Figure 5. The insulin secretory defect resulting from exposure of normal mouse or human islets to urea is prevented by antioxidant treatment or GFAT inhibition.

(A) One-hour static insulin incubations of isolated islets from normal mice cultured for 24 hours with increasing urea levels (n = 3–5). (B) ROS accumulation in mouse islets treated with mannitol or urea, with or without NAC (500 μmol/l), for 24 hours (n = 3–8). (C) Insulin secretion shown as the percentage of insulin content as assessed in 1-hour static incubations in the presence of 20 mmol/l (mM) urea or mannitol as an osmotic control, with or without DON (20 μmol/l), AZA (5 μmol/l), or NAC (500 μmol/l) (n = 4–15). (D) Representative Western blot and (E) quantification for total protein O-GlcNAcylation in urea-treated islets with or without NAC (n = 4). (F) Insulin secretion shown as the percentage of insulin content from human islets incubated for 24 hours with 20 mmol/l urea or mannitol (n = 5). (G) Total insulin content in urea-treated human islets. (H) Representative Western blot and (I) quantification for total protein O-GlcNAcylation in urea-treated human islets (n = 5). Data represent the mean ± SEM. *P < 0.05 and **P < 0.01 versus mannitol for the same incubation condition; 1-way ANOVA with Bonferroni’s post-hoc test for A–C, E, and F and Student’s t test for G and I.

Data provided.

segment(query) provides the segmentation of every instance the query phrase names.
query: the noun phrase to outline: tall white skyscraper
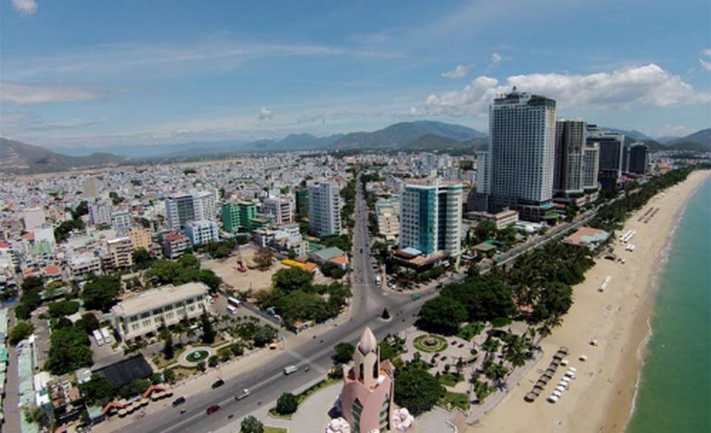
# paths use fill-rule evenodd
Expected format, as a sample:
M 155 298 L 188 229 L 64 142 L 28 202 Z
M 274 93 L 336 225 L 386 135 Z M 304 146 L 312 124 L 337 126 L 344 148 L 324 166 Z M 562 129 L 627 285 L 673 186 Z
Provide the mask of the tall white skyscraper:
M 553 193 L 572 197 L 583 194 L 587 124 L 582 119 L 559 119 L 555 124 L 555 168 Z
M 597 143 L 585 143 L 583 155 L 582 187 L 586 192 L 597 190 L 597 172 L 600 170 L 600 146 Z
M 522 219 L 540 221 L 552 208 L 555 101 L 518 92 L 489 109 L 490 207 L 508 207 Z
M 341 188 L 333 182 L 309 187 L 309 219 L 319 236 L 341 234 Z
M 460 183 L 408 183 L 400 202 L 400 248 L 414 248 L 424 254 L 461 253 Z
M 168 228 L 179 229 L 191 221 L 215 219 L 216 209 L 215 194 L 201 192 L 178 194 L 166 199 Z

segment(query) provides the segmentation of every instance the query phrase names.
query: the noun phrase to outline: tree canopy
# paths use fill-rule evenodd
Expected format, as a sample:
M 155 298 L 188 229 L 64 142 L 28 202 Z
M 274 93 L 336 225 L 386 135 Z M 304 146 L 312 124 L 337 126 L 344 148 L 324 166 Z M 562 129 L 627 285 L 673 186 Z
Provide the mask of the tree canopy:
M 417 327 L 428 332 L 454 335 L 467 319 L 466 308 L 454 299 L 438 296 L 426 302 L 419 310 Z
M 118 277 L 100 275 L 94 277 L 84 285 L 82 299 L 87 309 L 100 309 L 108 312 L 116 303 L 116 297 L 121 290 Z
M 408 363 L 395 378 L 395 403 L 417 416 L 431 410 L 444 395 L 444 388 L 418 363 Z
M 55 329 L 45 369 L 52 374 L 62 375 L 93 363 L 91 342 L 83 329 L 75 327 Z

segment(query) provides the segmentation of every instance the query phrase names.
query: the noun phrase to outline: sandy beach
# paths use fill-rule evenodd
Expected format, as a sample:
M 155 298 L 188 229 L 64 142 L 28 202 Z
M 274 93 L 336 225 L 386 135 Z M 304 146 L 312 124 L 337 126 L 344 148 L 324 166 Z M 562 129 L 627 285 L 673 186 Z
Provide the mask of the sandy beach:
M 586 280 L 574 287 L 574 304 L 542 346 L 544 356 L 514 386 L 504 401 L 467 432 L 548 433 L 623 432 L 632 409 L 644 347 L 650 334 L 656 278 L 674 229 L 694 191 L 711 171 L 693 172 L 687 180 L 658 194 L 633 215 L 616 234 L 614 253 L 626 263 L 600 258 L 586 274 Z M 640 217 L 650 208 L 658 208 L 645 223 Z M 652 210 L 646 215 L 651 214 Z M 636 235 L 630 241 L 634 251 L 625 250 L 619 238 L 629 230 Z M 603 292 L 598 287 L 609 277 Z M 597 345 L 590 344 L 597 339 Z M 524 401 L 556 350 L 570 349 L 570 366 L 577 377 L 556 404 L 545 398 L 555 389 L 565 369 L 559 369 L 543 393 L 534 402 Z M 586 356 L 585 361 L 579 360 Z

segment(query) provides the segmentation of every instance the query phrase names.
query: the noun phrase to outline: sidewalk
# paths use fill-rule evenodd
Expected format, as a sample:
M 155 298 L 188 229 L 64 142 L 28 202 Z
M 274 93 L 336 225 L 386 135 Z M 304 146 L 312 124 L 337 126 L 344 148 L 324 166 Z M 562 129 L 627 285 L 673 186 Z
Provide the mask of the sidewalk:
* * *
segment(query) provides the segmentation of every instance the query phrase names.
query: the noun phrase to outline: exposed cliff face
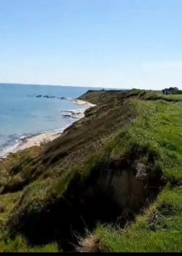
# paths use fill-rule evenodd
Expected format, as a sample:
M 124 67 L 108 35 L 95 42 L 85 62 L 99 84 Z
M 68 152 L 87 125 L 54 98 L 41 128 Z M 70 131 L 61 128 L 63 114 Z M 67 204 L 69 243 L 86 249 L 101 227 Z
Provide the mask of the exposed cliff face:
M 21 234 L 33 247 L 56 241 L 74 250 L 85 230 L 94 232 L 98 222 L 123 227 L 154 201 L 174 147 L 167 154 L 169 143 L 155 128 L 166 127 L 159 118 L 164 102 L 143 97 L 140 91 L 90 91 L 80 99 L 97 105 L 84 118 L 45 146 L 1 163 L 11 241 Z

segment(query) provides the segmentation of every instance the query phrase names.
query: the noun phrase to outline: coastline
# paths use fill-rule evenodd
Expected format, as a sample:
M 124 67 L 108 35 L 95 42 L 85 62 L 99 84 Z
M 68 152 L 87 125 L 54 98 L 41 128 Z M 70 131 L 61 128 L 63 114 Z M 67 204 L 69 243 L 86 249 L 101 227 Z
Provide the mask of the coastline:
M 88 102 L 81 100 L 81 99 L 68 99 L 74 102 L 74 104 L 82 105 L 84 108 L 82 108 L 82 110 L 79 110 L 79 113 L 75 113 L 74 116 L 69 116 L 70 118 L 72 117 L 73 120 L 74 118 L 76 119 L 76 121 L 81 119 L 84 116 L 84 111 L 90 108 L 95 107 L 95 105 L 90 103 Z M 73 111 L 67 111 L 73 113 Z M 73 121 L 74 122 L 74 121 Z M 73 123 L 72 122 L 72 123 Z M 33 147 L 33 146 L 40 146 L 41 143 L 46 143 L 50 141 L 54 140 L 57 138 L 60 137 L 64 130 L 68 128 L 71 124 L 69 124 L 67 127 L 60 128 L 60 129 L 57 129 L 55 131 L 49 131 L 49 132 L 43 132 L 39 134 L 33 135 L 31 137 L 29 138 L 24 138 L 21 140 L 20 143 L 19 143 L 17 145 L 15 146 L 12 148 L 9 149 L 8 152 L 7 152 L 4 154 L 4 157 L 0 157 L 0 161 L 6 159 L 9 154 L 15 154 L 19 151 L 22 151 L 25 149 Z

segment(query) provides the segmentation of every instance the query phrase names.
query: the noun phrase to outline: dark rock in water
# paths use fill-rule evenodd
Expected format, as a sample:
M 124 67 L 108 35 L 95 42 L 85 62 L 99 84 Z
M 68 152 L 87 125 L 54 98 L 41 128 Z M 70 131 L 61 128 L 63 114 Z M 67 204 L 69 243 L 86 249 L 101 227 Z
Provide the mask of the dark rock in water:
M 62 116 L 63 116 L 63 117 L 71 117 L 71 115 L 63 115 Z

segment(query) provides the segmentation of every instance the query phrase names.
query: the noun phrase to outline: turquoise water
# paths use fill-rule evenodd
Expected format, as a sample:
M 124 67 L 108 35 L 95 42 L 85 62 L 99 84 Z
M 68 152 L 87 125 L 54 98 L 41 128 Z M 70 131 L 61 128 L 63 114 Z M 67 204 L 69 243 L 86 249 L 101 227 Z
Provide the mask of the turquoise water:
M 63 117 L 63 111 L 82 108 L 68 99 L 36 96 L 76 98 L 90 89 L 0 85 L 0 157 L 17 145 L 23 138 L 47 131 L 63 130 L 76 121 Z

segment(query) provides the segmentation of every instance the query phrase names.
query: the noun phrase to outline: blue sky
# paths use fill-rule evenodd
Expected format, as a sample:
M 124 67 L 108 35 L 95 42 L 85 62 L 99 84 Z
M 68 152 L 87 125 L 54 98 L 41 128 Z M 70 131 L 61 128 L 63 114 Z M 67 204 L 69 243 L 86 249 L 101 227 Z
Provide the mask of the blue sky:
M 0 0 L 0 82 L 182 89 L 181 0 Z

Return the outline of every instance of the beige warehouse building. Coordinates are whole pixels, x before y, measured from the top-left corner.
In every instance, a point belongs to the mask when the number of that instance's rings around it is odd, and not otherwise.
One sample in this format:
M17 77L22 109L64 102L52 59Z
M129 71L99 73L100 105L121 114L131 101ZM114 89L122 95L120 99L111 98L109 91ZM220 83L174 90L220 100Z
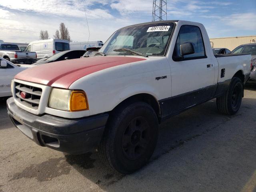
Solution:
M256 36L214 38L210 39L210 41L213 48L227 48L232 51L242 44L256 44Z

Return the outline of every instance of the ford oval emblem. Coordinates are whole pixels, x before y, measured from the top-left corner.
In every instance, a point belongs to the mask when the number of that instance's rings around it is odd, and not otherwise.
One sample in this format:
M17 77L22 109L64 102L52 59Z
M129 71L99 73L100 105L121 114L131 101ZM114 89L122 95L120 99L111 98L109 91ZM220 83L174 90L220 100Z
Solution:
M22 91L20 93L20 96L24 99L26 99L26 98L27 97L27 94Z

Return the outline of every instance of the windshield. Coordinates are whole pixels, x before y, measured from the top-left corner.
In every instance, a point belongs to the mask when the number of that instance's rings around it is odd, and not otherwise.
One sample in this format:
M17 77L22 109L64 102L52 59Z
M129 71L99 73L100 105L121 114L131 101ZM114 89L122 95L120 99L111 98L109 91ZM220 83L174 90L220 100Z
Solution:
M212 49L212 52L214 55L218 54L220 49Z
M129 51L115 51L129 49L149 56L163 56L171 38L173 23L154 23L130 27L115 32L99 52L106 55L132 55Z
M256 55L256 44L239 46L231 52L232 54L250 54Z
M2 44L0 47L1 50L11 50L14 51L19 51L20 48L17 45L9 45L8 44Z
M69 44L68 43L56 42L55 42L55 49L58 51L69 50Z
--
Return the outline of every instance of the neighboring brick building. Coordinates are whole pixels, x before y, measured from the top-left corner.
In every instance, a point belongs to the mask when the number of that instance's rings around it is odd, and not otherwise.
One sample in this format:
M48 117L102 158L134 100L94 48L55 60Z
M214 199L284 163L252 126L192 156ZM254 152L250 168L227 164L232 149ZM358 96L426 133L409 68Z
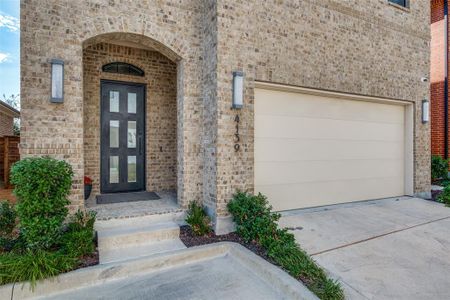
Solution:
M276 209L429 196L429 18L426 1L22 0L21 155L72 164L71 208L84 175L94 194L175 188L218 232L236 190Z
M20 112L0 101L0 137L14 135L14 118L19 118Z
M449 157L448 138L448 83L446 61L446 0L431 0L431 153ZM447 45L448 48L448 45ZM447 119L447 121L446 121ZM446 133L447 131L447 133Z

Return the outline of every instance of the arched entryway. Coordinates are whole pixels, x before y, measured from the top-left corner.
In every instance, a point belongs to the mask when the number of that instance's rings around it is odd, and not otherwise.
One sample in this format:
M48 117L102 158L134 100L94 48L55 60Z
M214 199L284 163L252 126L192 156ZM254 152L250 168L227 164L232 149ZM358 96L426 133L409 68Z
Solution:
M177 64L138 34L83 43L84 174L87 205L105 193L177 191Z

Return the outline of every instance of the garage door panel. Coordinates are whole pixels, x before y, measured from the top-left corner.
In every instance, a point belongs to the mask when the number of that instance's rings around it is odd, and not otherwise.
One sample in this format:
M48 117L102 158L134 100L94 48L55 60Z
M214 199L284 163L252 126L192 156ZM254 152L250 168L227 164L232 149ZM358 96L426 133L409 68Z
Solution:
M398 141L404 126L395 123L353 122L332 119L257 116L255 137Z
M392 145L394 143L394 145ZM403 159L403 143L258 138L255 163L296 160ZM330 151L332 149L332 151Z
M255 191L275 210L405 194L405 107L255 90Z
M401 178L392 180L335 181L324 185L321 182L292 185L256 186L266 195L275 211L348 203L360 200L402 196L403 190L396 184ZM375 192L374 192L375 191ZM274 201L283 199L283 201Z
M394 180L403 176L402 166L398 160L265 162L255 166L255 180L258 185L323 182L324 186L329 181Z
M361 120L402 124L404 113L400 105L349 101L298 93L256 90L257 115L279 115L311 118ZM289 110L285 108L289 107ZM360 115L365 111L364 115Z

Work request A.
In the figure legend, update the passage that begins at "Figure 5. The" and stops after "or GFAT inhibition.", replacing "antioxidant treatment" with "NAC treatment".
Work request B.
Using the figure legend, decide whether each statement holds: (i) NAC was applied at 500 μmol/l; (ii) human islets were incubated for 48 hours with urea or mannitol; (iii) Student's t test was used for panels G and I. Answer each with yes or no, and quote the deciding words.
Work request C.
Continue the figure legend about urea and islet insulin secretion from where it stops.
The rows aren't needed for this work.

Final answer A.
Figure 5. The insulin secretory defect resulting from exposure of normal mouse or human islets to urea is prevented by NAC treatment or GFAT inhibition.

Final answer B.
(i) Yes: "NAC (500 μmol/l)"
(ii) No: "incubated for 24 hours with 20 mmol/l urea or mannitol"
(iii) Yes: "Student’s t test for G and I"

Final answer C.
Figure 6. Cyanate inhibits insulin secretion in islets ex vivo.

(A) Insulin secretion shown as the percentage of insulin content as assessed in 1-hour static incubations and (B) total islet insulin levels in the presence of 0, 0.2, or 1 mmol/l (mM) cyanate (n = 6). (C) Insulin secretion shown as the percentage of insulin content as assessed in 1-hour static incubations in the presence of 1 mmol/l cyanate with or without DON (20 μmol/l) or NAC (500 μmol/l) (n = 5–6). Data represent the mean ± SEM. *P < 0.05 and **P < 0.01 versus control for the same incubation condition; 1-way ANOVA with Bonferroni’s post-hoc test.

Figure 7. Normal mouse islets exposed to urea and islets from CKD mice have impaired glucose metabolism.

Glucose utilization (A and D) and oxidation (B and E) in islets incubated for 90 minutes in KRBH at 3 or 16 mmol/l (mM) glucose with D-[5-³H]glucose and D-[U-¹⁴C]glucose in urea-treated and CKD islets (n = 4). (C and F) Total ATP content in islets incubated for 15 minutes in KRBH at 2.8 or 16.8 mmol/l glucose (n = 3–4). (G) Averaged data of exocytotic responses of single β cells measured as increases in cell membrane capacitance by whole-cell patch clamp (arrow) performed after acute pretreatment with 2.8 or 16.7 mmol/l glucose (mean of 21 to 27 cells from 3 mice) after urea or mannitol treatment. Data represent the mean ± SEM. *P < 0.05, **P < 0.01, and ***P < 0.001 versus control; 2-way ANOVA with Bonferroni’s post-hoc test for G and 1-way ANOVA with Bonferroni’s post-hoc test for A–F.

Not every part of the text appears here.